**Supplied passage**
I remember first hearing about Covid-19 about two years ago. Which makes sense since, you know, “19.” For me, it’s closely associated with the holidays because we were on a family Christmas vacation to our favorite place in the world and talking innocently about it as if it wasn’t about to flip the whole world upside down and shake it like it was trying to dislodge lunch money.
Then I remember coming back to the real world and having talks at work about it and what we’d do when “community spread” inevitably started in our state. Most of the folks in the company thought the few of us saying things like “quarantine” and “shut-down” were being alarmist. We closed our office and had people working from home earlier than most, but things started to move very quickly in February and March of 2020. I thought maybe that’d last about a month. Six weeks, tops. We were the United States, for god’s sake. We knew how to handle shit like this. Lesson in hubris learned. Lesson in how selfish some of us are learned.
As plugged into Covid as I thought I was, I distinctly remember the creeping horror movie moment of being at Target and seeing empty grocery shelves and people shopping like they thought the world was coming to an end. As plugged into Covid as I thought I was, I was not prepared for what it actually meant to live though a global pandemic. I remember worrying desperately for my mom, my employees, and my family. We were not prepared — none of us, though we knew this thing was going to happen some day.

**Provided material**
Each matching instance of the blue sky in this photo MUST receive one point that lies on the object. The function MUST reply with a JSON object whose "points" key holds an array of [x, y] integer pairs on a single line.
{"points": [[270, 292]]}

**What you need to do**
Condense the paragraph of the Covid passage that begins "Then I remember coming back" into a short bulleted list of its main facts.

**Solution**
- Back at work, there were talks about Covid and what to do once "community spread" reached the state.
- Most people at the company thought the few who mentioned "quarantine" and "shut-down" were alarmist.
- The office closed and staff worked from home earlier than at most places, as events sped up in February and March of 2020.
- The writer expected this to last about a month, six weeks at most, trusting the United States to handle it.
- The writer learned lessons about hubris and about how selfish some people are.